# EXERCISE INSTRUCTIONS
Except for the images, repeat the entries below word for word.
DATA SUPPLIED START
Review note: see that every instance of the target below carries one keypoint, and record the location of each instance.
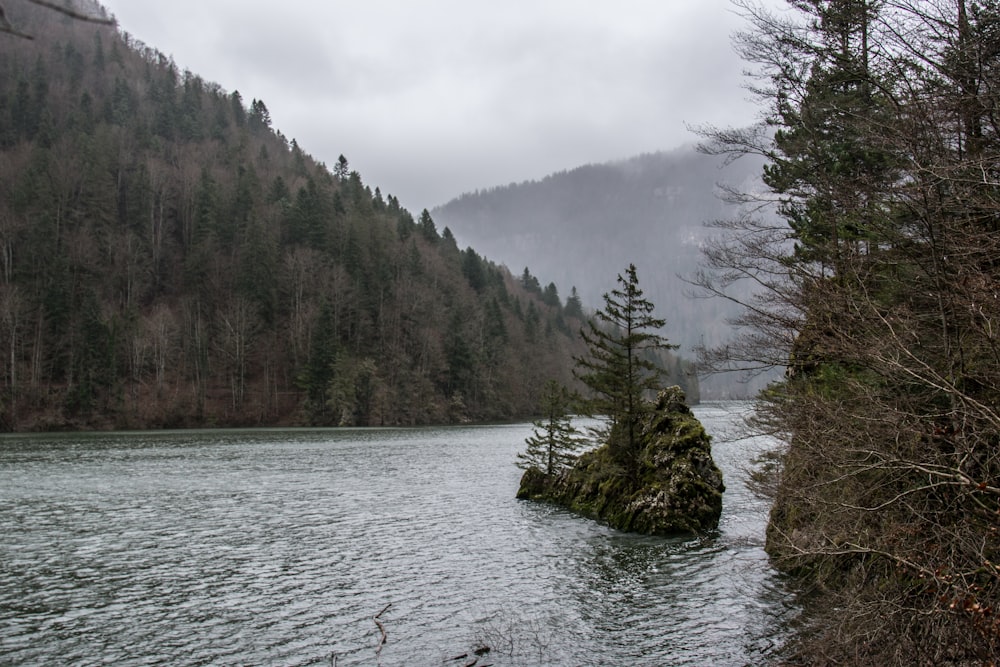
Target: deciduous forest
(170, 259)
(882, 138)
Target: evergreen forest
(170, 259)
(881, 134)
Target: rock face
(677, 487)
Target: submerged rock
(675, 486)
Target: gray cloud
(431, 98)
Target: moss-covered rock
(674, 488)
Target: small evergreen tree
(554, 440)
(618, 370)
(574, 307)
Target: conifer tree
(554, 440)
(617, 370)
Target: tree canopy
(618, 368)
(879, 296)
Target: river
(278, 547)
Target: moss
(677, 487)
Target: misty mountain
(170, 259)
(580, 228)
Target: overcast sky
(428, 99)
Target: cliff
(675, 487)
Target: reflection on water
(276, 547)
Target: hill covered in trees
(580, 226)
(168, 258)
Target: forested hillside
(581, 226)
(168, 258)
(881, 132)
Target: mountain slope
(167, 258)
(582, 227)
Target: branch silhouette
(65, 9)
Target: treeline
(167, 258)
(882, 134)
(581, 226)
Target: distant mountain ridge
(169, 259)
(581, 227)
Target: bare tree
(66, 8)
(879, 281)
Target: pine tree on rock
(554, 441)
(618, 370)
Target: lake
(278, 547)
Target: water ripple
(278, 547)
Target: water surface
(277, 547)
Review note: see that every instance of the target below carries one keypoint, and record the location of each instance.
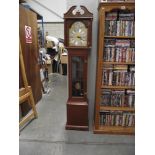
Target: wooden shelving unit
DATA SUPPLIED END
# WORKED SOLUTION
Review note: see that every instance of the target below carries one keypoint, and record the location of each instance.
Target: deciduous forest
(170, 259)
(882, 138)
Target: evergreen forest
(170, 259)
(881, 134)
Target: rock face
(677, 487)
Target: submerged rock
(675, 486)
Target: gray cloud
(431, 98)
Target: moss-covered rock
(674, 488)
Target: small evergreen tree
(554, 440)
(618, 370)
(574, 307)
Target: conifer tree
(554, 440)
(617, 370)
Target: tree canopy
(618, 368)
(879, 296)
Target: river
(278, 547)
Target: moss
(677, 487)
Target: misty mountain
(170, 259)
(580, 228)
Target: overcast sky
(428, 99)
Target: cliff
(675, 487)
Target: reflection on water
(276, 547)
Target: hill covered in trees
(580, 226)
(168, 258)
Target: forested hillside
(581, 226)
(168, 258)
(881, 132)
Target: mountain slope
(167, 258)
(582, 227)
Target: branch silhouette
(65, 9)
Target: treeline
(167, 258)
(882, 134)
(581, 226)
Target: distant mountain ridge
(169, 259)
(581, 227)
Target: bare tree
(66, 8)
(879, 281)
Target: pine tree on rock
(554, 441)
(618, 370)
Target: lake
(278, 547)
Target: water ripple
(278, 547)
Target: water surface
(277, 547)
Review note: see that every instance of the target below carries one keypoint, and record the location of each instance.
Target: wooden shelving unit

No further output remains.